Exercise requirements
Return every line of the records below that contains the string "field".

Records supplied
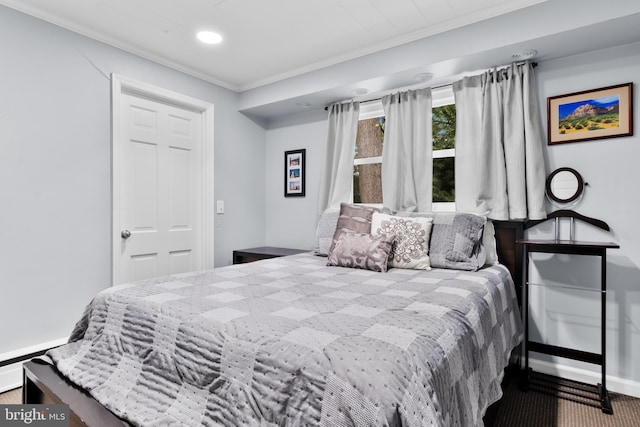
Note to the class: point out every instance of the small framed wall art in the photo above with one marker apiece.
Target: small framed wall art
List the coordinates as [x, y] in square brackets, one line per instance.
[294, 173]
[606, 112]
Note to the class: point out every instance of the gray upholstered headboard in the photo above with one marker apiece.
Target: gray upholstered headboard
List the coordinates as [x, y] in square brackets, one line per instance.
[510, 254]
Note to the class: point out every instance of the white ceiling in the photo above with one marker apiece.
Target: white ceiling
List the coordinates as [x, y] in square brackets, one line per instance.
[291, 57]
[264, 41]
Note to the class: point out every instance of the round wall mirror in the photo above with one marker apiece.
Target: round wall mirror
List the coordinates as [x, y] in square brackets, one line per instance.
[564, 185]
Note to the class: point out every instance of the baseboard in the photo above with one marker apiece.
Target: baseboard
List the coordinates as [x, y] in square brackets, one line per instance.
[614, 384]
[11, 375]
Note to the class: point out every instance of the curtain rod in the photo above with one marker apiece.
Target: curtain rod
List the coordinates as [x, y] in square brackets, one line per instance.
[533, 64]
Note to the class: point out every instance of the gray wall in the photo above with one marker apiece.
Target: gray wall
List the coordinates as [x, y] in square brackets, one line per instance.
[609, 166]
[55, 172]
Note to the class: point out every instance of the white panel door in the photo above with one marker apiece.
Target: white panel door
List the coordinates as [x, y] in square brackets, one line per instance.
[160, 189]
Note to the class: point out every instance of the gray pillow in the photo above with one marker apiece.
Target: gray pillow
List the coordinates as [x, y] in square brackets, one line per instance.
[457, 240]
[411, 247]
[356, 218]
[361, 250]
[325, 231]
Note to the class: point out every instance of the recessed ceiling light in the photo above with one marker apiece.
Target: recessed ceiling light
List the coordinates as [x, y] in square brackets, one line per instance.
[525, 54]
[423, 77]
[209, 37]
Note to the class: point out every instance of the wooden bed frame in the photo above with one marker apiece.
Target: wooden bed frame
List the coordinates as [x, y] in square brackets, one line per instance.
[43, 384]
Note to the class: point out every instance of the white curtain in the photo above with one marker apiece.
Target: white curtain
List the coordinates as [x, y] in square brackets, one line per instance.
[337, 169]
[407, 153]
[499, 145]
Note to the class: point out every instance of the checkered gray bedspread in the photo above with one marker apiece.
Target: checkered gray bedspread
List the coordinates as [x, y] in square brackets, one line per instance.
[291, 342]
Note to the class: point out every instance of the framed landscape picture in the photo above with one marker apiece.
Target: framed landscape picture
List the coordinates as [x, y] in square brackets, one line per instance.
[593, 114]
[294, 165]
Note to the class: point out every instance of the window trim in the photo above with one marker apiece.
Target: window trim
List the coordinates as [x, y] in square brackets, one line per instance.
[440, 96]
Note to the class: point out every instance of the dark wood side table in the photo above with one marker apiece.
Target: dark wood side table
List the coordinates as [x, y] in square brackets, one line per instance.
[263, 252]
[571, 247]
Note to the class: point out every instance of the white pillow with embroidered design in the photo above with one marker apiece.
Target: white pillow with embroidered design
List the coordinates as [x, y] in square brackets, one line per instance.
[411, 247]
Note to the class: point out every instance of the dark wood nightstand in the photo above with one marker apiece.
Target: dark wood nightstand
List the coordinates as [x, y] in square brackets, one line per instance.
[263, 252]
[571, 247]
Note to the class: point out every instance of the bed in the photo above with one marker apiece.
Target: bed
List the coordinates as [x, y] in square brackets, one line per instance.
[291, 341]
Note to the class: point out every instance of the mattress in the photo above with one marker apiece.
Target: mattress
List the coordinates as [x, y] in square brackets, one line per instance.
[291, 342]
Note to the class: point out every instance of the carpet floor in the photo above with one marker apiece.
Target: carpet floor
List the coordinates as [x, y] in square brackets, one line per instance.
[528, 409]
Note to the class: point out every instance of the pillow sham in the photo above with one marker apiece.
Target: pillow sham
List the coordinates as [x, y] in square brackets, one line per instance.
[356, 218]
[411, 246]
[443, 238]
[361, 250]
[456, 241]
[325, 231]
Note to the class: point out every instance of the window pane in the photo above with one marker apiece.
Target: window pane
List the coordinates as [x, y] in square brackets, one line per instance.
[444, 127]
[443, 180]
[369, 138]
[367, 183]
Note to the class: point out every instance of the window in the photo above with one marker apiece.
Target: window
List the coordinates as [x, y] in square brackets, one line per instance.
[367, 164]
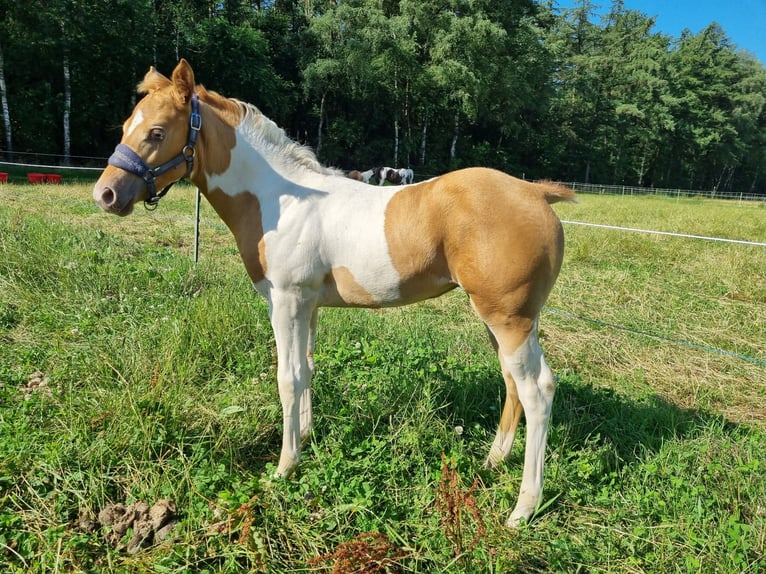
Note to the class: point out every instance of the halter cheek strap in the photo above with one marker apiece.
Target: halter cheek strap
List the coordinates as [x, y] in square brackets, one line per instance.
[125, 158]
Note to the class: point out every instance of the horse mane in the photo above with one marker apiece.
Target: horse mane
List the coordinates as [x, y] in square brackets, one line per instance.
[266, 135]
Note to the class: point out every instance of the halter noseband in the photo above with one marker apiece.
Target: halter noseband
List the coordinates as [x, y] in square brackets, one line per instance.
[125, 158]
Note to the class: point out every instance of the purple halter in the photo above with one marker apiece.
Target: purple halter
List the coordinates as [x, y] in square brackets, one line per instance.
[125, 158]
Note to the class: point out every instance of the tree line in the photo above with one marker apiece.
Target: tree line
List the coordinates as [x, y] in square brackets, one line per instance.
[538, 91]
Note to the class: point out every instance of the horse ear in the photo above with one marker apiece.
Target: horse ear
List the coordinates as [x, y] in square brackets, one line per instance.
[183, 81]
[152, 81]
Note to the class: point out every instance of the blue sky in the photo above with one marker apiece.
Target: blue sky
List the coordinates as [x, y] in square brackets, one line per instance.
[743, 20]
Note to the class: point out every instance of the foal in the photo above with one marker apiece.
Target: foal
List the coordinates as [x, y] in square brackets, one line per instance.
[311, 237]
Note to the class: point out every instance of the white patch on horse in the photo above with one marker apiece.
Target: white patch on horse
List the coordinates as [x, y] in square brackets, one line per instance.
[317, 216]
[138, 119]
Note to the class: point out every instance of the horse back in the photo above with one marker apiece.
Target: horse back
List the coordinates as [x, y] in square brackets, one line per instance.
[494, 235]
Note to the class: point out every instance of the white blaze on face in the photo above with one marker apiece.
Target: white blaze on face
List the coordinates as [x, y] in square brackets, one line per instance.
[138, 119]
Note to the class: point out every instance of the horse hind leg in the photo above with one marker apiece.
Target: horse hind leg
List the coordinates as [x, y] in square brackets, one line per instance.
[530, 386]
[509, 419]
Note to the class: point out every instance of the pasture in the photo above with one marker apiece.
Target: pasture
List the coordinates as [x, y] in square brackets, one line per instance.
[128, 373]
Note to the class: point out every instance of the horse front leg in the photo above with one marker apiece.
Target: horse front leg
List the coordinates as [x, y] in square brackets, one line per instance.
[291, 315]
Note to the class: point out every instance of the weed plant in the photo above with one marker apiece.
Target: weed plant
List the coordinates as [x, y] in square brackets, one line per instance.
[130, 373]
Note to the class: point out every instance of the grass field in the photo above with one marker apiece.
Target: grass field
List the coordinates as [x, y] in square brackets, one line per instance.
[129, 374]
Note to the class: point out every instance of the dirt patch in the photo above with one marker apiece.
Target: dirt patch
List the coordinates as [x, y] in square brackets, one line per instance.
[37, 383]
[149, 524]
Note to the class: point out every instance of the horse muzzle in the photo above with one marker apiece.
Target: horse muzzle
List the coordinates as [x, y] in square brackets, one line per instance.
[117, 195]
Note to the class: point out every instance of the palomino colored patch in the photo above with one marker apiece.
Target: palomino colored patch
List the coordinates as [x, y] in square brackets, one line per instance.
[415, 232]
[242, 214]
[217, 158]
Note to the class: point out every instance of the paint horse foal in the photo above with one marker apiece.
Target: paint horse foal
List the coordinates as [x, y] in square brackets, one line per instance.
[311, 237]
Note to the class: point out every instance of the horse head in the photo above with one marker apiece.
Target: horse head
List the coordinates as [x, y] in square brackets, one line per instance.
[161, 132]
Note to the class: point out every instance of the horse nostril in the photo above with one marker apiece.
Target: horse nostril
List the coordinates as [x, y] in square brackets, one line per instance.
[108, 197]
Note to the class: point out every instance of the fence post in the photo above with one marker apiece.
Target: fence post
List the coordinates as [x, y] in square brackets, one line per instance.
[196, 226]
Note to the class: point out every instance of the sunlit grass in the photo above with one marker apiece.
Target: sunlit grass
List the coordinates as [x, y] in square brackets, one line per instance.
[161, 384]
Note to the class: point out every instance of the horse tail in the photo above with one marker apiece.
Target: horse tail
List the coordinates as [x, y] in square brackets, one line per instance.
[555, 192]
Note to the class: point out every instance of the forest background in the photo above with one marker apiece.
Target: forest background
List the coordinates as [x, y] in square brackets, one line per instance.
[525, 86]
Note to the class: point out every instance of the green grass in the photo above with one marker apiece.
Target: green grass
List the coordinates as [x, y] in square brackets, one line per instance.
[161, 384]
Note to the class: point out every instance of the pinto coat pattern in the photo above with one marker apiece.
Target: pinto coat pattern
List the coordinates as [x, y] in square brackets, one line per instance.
[311, 237]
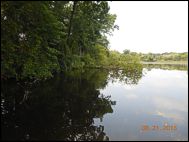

Answer to this task
Note to the class: point out every instance of the grass field in the photo above with one marker apiece.
Target: grass field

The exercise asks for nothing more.